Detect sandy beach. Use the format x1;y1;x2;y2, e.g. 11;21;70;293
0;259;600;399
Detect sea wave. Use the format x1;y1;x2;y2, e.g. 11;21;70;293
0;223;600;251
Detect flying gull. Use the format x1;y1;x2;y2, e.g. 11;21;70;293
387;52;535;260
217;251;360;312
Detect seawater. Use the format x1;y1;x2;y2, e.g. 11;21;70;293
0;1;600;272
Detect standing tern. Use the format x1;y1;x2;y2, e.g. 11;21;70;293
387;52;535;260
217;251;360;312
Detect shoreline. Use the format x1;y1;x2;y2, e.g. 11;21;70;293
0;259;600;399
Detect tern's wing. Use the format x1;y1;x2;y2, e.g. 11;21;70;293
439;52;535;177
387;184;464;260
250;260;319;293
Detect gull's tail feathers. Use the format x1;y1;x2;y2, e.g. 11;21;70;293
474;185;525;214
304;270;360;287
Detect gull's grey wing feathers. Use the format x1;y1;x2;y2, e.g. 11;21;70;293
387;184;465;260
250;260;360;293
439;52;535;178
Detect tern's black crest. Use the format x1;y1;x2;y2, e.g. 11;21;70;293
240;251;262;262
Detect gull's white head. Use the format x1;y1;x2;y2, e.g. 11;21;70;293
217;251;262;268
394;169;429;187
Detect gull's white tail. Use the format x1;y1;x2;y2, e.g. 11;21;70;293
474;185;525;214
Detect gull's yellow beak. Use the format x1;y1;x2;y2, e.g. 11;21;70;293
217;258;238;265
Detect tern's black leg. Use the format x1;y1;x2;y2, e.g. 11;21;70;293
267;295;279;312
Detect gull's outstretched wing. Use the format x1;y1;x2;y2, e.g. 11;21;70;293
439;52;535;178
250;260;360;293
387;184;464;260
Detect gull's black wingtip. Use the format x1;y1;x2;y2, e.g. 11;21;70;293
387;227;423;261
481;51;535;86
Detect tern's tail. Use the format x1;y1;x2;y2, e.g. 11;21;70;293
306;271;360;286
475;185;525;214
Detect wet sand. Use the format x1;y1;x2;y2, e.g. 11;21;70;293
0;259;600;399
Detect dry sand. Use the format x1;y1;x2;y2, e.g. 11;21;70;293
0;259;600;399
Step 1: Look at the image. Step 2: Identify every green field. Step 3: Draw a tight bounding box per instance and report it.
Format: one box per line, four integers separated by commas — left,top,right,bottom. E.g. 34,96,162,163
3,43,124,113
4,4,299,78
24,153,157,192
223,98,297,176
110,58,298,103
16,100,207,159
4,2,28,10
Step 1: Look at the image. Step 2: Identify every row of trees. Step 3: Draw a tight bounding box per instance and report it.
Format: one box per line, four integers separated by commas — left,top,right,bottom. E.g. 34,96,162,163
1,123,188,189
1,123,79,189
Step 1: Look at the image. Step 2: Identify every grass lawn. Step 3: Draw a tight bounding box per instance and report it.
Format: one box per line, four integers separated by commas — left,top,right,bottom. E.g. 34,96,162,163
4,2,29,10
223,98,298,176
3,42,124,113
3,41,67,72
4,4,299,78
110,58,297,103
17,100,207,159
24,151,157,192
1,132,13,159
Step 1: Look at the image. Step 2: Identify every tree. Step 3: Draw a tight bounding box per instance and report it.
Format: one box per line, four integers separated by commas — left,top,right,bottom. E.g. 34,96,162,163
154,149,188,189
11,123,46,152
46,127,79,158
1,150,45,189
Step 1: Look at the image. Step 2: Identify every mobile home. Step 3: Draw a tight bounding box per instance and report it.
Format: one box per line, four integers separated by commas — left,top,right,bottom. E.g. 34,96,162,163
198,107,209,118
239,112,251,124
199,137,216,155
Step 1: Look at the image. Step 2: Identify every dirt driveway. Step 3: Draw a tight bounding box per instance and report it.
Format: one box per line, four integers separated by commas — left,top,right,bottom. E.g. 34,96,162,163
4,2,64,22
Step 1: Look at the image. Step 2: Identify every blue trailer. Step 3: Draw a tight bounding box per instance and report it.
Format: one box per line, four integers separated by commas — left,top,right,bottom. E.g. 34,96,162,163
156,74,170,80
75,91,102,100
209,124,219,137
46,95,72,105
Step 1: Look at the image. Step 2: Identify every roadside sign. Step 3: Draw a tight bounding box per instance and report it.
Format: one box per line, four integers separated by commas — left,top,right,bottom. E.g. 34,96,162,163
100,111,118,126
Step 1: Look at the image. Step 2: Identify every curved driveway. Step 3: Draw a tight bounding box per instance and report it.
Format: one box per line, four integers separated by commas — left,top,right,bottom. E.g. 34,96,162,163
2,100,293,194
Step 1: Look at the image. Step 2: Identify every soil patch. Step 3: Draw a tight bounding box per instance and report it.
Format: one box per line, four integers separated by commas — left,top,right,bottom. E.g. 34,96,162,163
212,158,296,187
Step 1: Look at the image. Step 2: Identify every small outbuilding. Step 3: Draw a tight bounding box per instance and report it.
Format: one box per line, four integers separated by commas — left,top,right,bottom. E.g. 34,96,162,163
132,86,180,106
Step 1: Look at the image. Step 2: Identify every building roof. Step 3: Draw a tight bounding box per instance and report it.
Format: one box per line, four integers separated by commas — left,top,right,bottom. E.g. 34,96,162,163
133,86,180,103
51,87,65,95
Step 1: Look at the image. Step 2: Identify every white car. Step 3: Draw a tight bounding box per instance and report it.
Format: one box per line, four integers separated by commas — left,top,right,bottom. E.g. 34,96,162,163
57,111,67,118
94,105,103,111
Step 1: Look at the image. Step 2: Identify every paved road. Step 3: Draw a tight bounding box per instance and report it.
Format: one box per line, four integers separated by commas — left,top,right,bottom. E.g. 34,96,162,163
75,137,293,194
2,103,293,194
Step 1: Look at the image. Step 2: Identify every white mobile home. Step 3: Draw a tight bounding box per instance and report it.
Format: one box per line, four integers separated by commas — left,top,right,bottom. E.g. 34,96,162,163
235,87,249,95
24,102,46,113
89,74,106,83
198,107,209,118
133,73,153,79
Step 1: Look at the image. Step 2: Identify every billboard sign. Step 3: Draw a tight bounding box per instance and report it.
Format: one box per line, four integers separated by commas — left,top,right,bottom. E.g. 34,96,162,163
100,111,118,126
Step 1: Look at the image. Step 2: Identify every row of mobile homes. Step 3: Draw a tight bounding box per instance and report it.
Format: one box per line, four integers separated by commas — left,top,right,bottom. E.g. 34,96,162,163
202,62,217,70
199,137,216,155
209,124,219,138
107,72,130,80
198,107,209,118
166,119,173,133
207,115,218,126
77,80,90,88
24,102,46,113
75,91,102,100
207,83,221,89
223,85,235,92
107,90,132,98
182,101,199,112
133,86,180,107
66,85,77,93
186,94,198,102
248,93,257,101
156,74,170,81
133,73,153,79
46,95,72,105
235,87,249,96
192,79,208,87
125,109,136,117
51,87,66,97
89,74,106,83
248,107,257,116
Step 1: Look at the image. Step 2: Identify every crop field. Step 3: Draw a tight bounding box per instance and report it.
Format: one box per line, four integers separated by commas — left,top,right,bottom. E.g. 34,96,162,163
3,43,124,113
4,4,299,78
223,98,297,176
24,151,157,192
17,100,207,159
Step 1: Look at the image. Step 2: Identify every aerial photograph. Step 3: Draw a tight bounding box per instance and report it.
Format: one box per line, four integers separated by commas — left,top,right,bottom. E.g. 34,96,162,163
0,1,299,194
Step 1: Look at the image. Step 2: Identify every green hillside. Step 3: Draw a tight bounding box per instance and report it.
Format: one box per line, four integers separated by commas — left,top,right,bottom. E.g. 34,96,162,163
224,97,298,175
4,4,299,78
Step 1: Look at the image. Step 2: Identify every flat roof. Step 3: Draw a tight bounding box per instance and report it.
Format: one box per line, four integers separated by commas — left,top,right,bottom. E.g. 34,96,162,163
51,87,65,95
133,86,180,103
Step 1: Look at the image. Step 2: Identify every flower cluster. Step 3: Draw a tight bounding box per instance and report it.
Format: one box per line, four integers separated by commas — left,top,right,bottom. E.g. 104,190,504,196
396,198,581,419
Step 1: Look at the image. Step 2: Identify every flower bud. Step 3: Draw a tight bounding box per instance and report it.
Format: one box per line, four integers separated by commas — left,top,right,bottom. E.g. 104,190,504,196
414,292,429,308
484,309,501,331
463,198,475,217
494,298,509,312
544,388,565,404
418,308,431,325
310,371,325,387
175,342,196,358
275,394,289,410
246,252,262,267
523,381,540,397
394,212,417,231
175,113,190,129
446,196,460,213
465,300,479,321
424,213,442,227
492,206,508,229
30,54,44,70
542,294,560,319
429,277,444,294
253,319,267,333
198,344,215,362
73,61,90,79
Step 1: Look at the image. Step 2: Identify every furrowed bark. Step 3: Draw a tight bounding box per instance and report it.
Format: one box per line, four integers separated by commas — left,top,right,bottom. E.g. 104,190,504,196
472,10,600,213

## Do this
Starting with the line that contains "Detect tern's black crest." and going on through the line that contains "267;295;279;312", rewrite those entries with "Detect" swapped for "Locate", leaving everything else unchanged.

## Solution to this exercise
Locate tern's black crest. Use the format x1;y1;x2;y2, e.g. 11;21;70;293
240;251;262;262
Locate gull's white head. Use the format x1;y1;x2;y2, e.g. 11;21;70;293
217;251;262;268
394;169;429;187
Locate gull's white tail. Use the format x1;y1;x2;y2, e.g. 11;21;70;293
474;185;525;214
Locate gull's yellow beak. Use the format x1;y1;x2;y2, e.g. 11;21;70;293
217;258;238;265
Locate tern's black leg. Use the format x1;y1;x2;y2, e.g. 11;21;70;293
267;295;279;312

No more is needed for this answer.